- Referring expression pointing data
☆ ☆ ☆ ☆

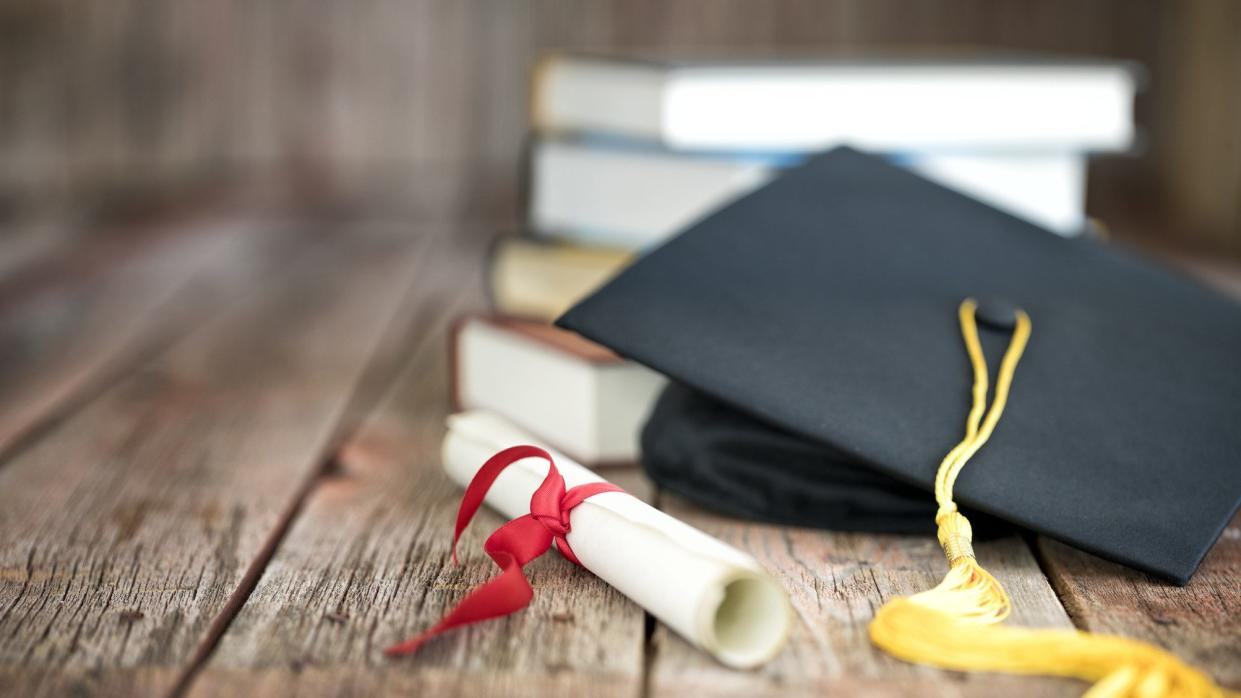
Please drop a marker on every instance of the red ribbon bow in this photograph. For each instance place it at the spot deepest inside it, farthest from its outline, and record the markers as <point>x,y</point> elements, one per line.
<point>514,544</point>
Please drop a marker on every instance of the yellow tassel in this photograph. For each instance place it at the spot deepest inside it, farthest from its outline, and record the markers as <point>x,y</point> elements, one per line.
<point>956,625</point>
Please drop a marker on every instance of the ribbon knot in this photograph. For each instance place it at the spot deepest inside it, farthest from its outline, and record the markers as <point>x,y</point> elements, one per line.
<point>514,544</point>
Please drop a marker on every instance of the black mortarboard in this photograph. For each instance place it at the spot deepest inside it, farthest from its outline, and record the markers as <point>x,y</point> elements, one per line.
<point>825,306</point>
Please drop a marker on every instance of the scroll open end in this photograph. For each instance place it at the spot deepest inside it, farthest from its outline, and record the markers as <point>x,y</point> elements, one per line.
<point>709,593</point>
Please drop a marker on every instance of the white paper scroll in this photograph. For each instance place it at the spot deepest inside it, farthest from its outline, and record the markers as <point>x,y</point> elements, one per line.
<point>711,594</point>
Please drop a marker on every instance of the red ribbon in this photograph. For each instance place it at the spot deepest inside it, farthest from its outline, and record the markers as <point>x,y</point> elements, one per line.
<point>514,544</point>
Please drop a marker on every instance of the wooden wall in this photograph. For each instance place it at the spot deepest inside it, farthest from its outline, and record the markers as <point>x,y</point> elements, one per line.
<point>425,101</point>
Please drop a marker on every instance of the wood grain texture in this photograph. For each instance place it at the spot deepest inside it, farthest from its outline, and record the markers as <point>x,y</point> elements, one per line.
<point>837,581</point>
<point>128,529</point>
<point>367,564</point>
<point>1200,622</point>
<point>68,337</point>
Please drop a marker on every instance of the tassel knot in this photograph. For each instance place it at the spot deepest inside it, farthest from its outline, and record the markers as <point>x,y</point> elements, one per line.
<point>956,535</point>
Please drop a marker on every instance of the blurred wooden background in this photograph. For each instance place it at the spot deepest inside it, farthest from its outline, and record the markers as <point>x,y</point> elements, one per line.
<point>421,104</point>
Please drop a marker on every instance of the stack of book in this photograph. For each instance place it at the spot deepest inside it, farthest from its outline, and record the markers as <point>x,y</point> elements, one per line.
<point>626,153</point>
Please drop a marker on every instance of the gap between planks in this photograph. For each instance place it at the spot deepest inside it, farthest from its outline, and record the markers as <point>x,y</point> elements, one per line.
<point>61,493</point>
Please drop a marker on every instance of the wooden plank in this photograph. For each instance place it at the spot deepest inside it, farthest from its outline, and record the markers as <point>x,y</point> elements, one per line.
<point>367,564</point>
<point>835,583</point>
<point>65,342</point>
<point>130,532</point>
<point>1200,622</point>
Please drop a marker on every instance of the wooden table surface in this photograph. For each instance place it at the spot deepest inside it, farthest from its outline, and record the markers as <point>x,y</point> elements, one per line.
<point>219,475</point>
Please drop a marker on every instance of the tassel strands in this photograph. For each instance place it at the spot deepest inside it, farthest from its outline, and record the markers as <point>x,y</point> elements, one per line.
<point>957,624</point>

☆ ☆ ☆ ☆

- EXERCISE
An exact copy of the lines from the one with "Please drop a marker on every instance of the tassel strands" to the final line of the entries is all that the answer should hold.

- WRITTEN SOLUTION
Please drop a marker on every instance of the tassel strands in this photograph. For each instance place it at the spot deepest inside it, farthest from its outline, and record the markers as <point>x,y</point> elements, one per line.
<point>957,624</point>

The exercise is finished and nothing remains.